> [SOURCE RECORDS]:
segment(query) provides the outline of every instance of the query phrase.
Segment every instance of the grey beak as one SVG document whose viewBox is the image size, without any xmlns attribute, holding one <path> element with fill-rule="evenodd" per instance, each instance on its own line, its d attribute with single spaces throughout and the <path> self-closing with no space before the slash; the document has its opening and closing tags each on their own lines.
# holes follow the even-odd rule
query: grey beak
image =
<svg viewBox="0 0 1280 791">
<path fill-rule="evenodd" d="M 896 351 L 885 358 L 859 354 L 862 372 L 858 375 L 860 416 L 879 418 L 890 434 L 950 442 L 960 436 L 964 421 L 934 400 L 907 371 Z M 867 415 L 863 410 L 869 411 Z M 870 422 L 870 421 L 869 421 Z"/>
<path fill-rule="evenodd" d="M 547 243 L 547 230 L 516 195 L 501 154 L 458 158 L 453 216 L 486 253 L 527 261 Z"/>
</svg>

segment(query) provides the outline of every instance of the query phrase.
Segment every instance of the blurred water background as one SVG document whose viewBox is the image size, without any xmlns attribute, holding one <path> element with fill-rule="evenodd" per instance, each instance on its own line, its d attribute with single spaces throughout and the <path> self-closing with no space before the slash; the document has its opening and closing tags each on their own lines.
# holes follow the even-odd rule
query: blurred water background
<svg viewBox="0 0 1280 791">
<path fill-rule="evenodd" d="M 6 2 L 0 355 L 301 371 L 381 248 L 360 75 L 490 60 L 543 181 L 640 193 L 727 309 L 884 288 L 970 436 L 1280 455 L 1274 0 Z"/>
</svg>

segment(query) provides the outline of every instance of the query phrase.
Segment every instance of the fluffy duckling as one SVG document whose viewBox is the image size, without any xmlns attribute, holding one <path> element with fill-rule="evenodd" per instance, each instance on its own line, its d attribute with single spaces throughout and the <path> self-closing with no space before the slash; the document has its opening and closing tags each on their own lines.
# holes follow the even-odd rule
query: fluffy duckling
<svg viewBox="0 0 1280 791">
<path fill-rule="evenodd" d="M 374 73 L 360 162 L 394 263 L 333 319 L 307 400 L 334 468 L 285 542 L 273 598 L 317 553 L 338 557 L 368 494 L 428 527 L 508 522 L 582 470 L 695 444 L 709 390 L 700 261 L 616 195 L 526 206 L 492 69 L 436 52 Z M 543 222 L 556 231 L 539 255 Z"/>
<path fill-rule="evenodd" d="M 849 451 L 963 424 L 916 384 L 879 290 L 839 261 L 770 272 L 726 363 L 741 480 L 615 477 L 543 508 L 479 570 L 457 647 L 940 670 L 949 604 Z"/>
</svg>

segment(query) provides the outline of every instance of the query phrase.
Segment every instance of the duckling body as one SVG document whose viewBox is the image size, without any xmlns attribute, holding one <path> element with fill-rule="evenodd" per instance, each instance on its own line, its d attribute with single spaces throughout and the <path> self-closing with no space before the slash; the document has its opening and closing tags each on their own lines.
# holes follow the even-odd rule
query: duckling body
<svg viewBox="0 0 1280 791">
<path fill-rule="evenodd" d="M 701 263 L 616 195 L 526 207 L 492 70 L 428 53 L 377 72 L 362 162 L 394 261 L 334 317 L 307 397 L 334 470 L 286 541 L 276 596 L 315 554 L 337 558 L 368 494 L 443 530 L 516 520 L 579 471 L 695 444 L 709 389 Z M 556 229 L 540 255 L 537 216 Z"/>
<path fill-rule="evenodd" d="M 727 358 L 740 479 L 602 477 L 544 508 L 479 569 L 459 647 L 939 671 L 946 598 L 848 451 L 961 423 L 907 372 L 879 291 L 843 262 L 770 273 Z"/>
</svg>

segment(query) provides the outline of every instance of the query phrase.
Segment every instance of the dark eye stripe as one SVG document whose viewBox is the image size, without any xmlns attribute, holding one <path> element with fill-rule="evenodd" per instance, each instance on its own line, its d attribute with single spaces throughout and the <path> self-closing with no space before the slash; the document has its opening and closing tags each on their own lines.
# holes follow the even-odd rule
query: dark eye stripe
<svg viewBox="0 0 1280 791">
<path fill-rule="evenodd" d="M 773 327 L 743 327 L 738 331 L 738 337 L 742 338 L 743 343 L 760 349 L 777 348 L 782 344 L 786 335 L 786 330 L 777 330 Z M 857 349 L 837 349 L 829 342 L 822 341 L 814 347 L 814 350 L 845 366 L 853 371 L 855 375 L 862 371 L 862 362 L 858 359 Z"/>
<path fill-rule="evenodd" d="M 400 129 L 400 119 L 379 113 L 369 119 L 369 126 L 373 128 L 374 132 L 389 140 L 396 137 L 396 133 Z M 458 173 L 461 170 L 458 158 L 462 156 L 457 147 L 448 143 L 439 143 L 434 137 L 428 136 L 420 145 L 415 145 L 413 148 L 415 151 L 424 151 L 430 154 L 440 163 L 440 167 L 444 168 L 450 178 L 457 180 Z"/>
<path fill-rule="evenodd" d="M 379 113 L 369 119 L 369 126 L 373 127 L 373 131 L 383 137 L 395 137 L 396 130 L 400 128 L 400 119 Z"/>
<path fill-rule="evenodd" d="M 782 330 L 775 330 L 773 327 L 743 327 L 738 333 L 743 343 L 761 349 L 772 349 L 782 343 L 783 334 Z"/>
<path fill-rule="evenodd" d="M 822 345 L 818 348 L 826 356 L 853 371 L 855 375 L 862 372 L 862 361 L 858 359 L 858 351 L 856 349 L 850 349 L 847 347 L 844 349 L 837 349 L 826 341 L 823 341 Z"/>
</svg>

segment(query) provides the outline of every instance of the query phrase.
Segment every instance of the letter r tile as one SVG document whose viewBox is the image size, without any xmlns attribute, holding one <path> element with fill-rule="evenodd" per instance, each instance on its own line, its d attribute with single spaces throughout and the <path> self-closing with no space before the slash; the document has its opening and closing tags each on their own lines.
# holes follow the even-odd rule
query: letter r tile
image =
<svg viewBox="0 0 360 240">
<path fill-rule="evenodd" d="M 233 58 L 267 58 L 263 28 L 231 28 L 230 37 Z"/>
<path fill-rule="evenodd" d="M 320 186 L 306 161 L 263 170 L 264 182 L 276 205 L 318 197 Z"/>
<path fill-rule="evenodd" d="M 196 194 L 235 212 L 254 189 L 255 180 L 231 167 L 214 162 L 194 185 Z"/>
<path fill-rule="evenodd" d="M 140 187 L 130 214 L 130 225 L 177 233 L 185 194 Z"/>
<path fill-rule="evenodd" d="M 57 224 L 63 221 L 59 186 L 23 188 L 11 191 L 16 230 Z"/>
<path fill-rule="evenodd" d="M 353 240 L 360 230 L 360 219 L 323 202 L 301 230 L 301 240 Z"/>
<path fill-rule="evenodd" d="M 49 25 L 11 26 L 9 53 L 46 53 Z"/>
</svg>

> [WHAT YOU NEED TO DO]: Every line of the listing is to be returned unchanged.

> [TASK OUTPUT]:
segment(query) provides the outline of every instance of the query phrase.
Segment every instance of the grey beak as one SVG document whose viewBox is the image size, without any xmlns attribute, holding one <path> element with fill-rule="evenodd" per instance, each instance on its own line, its d attribute with single spaces throughout and the <path> self-closing with no space before the slash; the document has its opening and closing tags each on their own lines.
# holes follow the even-odd rule
query: grey beak
image =
<svg viewBox="0 0 1280 791">
<path fill-rule="evenodd" d="M 896 351 L 885 358 L 859 354 L 862 372 L 858 375 L 860 416 L 879 418 L 890 434 L 950 442 L 960 436 L 964 421 L 934 400 L 907 371 Z M 867 415 L 863 410 L 869 411 Z M 870 422 L 870 421 L 869 421 Z"/>
<path fill-rule="evenodd" d="M 547 243 L 547 230 L 516 195 L 501 154 L 458 158 L 453 216 L 486 253 L 527 261 Z"/>
</svg>

segment(query) provides the outline of every instance of the query phrase.
Segment every instance of the blurred water background as one SVG document whose viewBox is the image size, without any xmlns attribute, holding one <path> element with fill-rule="evenodd" per instance, each instance on its own line, its d attribute with single spaces throughout and the <path> self-closing with no space before the slash; the document has its opening and closing tags each on their own lines.
# holes follow the even-odd rule
query: blurred water background
<svg viewBox="0 0 1280 791">
<path fill-rule="evenodd" d="M 6 2 L 0 355 L 301 371 L 381 248 L 360 75 L 490 60 L 543 181 L 640 193 L 727 309 L 884 288 L 970 436 L 1280 455 L 1274 0 Z"/>
</svg>

segment(query) provides the outline of every instance of the query phrase.
Segment every instance of the fluffy duckling as one SVG document whose viewBox is the image size, without any xmlns attribute, holding one <path> element with fill-rule="evenodd" per instance, each instance on its own line, its d attribute with single spaces throughout and the <path> self-closing with no space before the slash; the document has its opening and closing tags each on their own lines.
# holes follow the even-odd rule
query: fluffy duckling
<svg viewBox="0 0 1280 791">
<path fill-rule="evenodd" d="M 374 73 L 360 162 L 394 263 L 333 319 L 307 400 L 334 468 L 285 542 L 273 598 L 317 553 L 338 557 L 368 494 L 428 527 L 508 522 L 582 470 L 695 444 L 709 390 L 700 261 L 616 195 L 526 206 L 492 69 L 436 52 Z M 543 222 L 556 231 L 539 255 Z"/>
<path fill-rule="evenodd" d="M 849 451 L 963 424 L 916 384 L 879 290 L 839 261 L 770 272 L 726 363 L 741 480 L 615 477 L 543 508 L 479 570 L 457 647 L 940 670 L 949 604 Z"/>
</svg>

segment(query) provides the outline of every instance of the query phrase.
Segment every instance of the duckling body as one SVG document whose viewBox is the image size, without any xmlns attribute, holding one <path> element with fill-rule="evenodd" per instance, each instance on its own line, its d attribute with single spaces throughout and the <path> self-closing with no space before the slash; the document has its opening and closing tags each on their own lines.
# holes follow the even-odd rule
query: duckling body
<svg viewBox="0 0 1280 791">
<path fill-rule="evenodd" d="M 701 263 L 616 195 L 526 207 L 492 70 L 428 53 L 377 72 L 362 162 L 394 261 L 334 317 L 307 397 L 334 470 L 286 541 L 276 596 L 315 554 L 337 558 L 368 494 L 443 530 L 516 520 L 579 471 L 695 444 L 709 389 Z M 556 229 L 540 255 L 537 216 Z"/>
<path fill-rule="evenodd" d="M 727 358 L 740 479 L 602 477 L 544 508 L 479 569 L 459 647 L 939 671 L 946 598 L 848 451 L 961 423 L 907 372 L 879 291 L 843 262 L 770 273 Z"/>
</svg>

segment(query) provides the outline of every instance of the query phrase.
Segment every instance of the dark eye stripe as one SVG document whose viewBox is the image size, without any xmlns attribute, holding one <path> element with fill-rule="evenodd" per instance, each instance on its own line, its d attribute with single spaces throughout and the <path> self-closing with no space before the slash; the document has its opening and closing tags each on their own lines.
# holes follow the even-odd rule
query: dark eye stripe
<svg viewBox="0 0 1280 791">
<path fill-rule="evenodd" d="M 773 327 L 743 327 L 738 331 L 738 337 L 742 338 L 743 343 L 760 349 L 777 348 L 782 344 L 786 335 L 786 330 L 777 330 Z M 857 349 L 837 349 L 829 342 L 822 341 L 814 347 L 814 350 L 845 366 L 853 371 L 855 375 L 862 371 L 862 362 L 858 359 Z"/>
<path fill-rule="evenodd" d="M 400 129 L 400 119 L 379 113 L 369 119 L 369 126 L 373 128 L 374 132 L 389 140 L 396 137 L 396 133 Z M 458 173 L 461 170 L 458 158 L 462 156 L 457 147 L 448 143 L 439 143 L 434 137 L 428 136 L 420 145 L 415 145 L 413 148 L 415 151 L 424 151 L 430 154 L 440 163 L 440 167 L 444 168 L 450 178 L 457 180 Z"/>
<path fill-rule="evenodd" d="M 379 113 L 369 119 L 369 126 L 373 127 L 373 131 L 383 137 L 395 137 L 396 130 L 400 128 L 400 119 Z"/>
<path fill-rule="evenodd" d="M 782 330 L 775 330 L 773 327 L 743 327 L 738 333 L 743 343 L 761 349 L 772 349 L 782 343 L 783 334 Z"/>
<path fill-rule="evenodd" d="M 822 345 L 818 348 L 826 356 L 853 371 L 855 375 L 862 372 L 862 361 L 858 359 L 858 351 L 856 349 L 850 349 L 847 347 L 844 349 L 837 349 L 826 341 L 823 341 Z"/>
</svg>

segment(query) provides the outline of every instance of the query phrase.
Segment every instance of the letter r tile as one SVG document whose viewBox is the image size, without any xmlns attribute, holding one <path> element with fill-rule="evenodd" per instance, each instance on its own line, its d attribute with single spaces throughout and the <path> self-closing with no space before the slash; the document has its opening and closing tags each on their own lines.
# holes follow the even-odd rule
query: letter r tile
image =
<svg viewBox="0 0 360 240">
<path fill-rule="evenodd" d="M 233 58 L 267 58 L 263 28 L 231 28 L 230 37 Z"/>
<path fill-rule="evenodd" d="M 320 186 L 306 161 L 263 170 L 264 182 L 276 205 L 318 197 Z"/>
<path fill-rule="evenodd" d="M 196 194 L 235 212 L 254 189 L 255 180 L 231 167 L 214 162 L 194 185 Z"/>
<path fill-rule="evenodd" d="M 140 187 L 130 214 L 130 225 L 177 233 L 185 194 Z"/>
<path fill-rule="evenodd" d="M 57 224 L 63 221 L 59 186 L 23 188 L 11 191 L 16 230 Z"/>
<path fill-rule="evenodd" d="M 353 240 L 360 230 L 360 219 L 323 202 L 301 230 L 301 240 Z"/>
<path fill-rule="evenodd" d="M 49 25 L 11 26 L 9 53 L 46 53 Z"/>
</svg>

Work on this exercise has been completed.